▶ [YOUR OBJECTIVE]:
Among the entries that follow, how many lines contain the string "below"? Answer with that number only.

Stored entries

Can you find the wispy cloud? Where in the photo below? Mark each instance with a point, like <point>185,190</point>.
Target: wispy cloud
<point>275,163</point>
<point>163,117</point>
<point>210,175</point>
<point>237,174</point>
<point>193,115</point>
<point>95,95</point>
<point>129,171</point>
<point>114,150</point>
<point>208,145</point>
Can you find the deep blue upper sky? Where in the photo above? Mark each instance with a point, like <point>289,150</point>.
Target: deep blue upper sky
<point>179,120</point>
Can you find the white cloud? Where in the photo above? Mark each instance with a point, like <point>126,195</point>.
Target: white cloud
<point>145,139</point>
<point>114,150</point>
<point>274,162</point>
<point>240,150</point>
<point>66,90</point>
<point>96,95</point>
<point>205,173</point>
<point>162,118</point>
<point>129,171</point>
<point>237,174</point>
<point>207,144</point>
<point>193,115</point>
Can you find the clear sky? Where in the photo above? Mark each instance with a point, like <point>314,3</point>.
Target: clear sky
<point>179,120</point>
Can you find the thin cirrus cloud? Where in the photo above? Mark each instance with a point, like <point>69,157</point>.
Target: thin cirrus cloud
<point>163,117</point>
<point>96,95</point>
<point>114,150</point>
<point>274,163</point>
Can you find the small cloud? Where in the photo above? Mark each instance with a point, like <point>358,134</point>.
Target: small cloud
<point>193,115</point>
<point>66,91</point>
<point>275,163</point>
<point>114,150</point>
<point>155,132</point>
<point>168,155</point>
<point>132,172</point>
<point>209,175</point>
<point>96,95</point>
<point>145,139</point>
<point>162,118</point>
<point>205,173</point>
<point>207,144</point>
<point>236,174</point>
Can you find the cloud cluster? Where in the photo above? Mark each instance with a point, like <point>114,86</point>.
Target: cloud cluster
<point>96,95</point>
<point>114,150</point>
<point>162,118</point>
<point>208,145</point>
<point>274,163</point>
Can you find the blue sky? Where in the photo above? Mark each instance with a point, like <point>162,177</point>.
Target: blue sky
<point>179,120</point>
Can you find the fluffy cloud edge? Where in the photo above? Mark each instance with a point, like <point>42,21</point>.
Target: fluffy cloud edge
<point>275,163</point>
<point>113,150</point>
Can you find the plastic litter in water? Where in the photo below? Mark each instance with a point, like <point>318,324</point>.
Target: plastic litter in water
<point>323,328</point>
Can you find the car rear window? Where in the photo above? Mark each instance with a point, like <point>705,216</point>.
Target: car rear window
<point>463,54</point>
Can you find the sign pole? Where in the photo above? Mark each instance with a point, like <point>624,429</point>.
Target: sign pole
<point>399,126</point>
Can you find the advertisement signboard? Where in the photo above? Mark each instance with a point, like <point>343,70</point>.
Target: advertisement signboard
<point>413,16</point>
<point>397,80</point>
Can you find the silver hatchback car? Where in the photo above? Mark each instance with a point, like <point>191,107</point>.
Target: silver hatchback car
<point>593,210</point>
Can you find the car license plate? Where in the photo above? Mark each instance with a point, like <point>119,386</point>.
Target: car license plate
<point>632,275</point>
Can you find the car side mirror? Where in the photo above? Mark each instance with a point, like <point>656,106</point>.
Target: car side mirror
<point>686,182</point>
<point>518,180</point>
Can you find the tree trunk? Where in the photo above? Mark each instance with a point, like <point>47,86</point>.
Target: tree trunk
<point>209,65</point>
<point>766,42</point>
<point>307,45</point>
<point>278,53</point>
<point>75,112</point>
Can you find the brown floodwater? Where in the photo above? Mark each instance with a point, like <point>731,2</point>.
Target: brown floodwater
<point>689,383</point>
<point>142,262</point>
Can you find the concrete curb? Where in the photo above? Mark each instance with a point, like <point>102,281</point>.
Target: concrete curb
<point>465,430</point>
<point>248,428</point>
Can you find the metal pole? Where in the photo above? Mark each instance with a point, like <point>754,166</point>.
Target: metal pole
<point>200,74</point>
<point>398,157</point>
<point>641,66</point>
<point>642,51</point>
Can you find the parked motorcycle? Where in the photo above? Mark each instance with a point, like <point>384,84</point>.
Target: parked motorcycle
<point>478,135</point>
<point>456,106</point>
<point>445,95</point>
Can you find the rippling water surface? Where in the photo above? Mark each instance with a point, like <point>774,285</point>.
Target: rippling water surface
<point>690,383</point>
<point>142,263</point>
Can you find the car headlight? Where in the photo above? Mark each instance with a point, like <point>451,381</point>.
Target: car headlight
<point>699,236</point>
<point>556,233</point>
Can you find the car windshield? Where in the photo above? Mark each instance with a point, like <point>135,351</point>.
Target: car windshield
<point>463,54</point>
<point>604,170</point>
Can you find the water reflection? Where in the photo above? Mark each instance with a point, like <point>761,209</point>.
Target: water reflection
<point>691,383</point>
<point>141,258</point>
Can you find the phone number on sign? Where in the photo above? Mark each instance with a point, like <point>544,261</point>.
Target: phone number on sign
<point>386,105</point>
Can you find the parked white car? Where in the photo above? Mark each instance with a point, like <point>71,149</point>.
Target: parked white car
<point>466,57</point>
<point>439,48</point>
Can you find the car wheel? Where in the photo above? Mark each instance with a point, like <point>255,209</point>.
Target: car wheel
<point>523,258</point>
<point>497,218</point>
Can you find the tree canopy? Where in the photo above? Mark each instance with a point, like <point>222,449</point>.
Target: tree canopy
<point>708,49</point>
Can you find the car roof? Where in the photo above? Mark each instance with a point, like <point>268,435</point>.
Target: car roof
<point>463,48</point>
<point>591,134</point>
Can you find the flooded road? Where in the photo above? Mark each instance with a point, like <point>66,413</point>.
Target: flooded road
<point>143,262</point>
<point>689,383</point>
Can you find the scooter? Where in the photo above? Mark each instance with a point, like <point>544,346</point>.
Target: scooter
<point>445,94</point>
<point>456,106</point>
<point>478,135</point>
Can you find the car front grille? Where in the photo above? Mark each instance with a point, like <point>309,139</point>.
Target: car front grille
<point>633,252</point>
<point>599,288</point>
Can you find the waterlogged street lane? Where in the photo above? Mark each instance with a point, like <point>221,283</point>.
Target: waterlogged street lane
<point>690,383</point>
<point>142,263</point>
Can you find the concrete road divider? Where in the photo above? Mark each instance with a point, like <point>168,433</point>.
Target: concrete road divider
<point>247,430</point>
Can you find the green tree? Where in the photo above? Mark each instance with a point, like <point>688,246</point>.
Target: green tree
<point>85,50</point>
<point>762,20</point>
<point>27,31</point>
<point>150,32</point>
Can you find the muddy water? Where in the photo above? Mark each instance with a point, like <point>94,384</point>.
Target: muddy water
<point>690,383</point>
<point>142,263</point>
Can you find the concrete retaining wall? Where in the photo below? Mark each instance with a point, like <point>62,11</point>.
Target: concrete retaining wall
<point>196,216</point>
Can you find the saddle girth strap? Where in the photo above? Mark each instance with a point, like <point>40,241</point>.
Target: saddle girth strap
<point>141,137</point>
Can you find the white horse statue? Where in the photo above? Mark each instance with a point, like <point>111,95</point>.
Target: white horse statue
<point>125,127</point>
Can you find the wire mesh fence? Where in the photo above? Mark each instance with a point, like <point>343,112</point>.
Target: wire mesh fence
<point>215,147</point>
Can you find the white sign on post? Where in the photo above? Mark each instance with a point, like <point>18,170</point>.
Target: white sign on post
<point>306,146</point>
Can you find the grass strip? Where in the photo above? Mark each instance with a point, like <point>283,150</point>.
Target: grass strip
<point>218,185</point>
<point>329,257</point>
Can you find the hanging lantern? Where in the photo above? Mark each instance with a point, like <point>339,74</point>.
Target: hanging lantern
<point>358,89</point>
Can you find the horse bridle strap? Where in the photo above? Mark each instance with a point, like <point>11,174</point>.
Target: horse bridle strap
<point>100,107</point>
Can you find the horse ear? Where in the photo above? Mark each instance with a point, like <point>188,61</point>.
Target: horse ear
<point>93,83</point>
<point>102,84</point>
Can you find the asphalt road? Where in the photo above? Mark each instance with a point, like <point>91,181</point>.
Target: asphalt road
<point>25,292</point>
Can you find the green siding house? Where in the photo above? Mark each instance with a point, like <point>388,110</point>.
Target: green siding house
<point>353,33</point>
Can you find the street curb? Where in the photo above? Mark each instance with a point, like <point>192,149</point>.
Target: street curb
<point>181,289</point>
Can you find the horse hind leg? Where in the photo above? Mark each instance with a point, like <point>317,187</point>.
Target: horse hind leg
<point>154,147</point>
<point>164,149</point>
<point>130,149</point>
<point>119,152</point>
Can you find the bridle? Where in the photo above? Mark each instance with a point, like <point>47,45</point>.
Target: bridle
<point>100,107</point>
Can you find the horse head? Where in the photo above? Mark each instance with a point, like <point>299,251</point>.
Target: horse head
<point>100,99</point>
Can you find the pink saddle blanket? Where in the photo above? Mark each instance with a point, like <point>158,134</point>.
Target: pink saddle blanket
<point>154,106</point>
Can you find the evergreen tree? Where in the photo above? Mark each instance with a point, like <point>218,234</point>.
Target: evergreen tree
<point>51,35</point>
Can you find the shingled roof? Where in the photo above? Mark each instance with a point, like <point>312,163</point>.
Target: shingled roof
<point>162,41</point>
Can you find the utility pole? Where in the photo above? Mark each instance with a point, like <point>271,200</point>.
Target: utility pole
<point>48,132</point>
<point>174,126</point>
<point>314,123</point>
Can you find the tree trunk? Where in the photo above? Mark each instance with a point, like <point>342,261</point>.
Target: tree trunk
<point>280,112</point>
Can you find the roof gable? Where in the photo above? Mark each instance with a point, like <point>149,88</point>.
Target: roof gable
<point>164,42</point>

▶ [ANSWER SPACE]:
3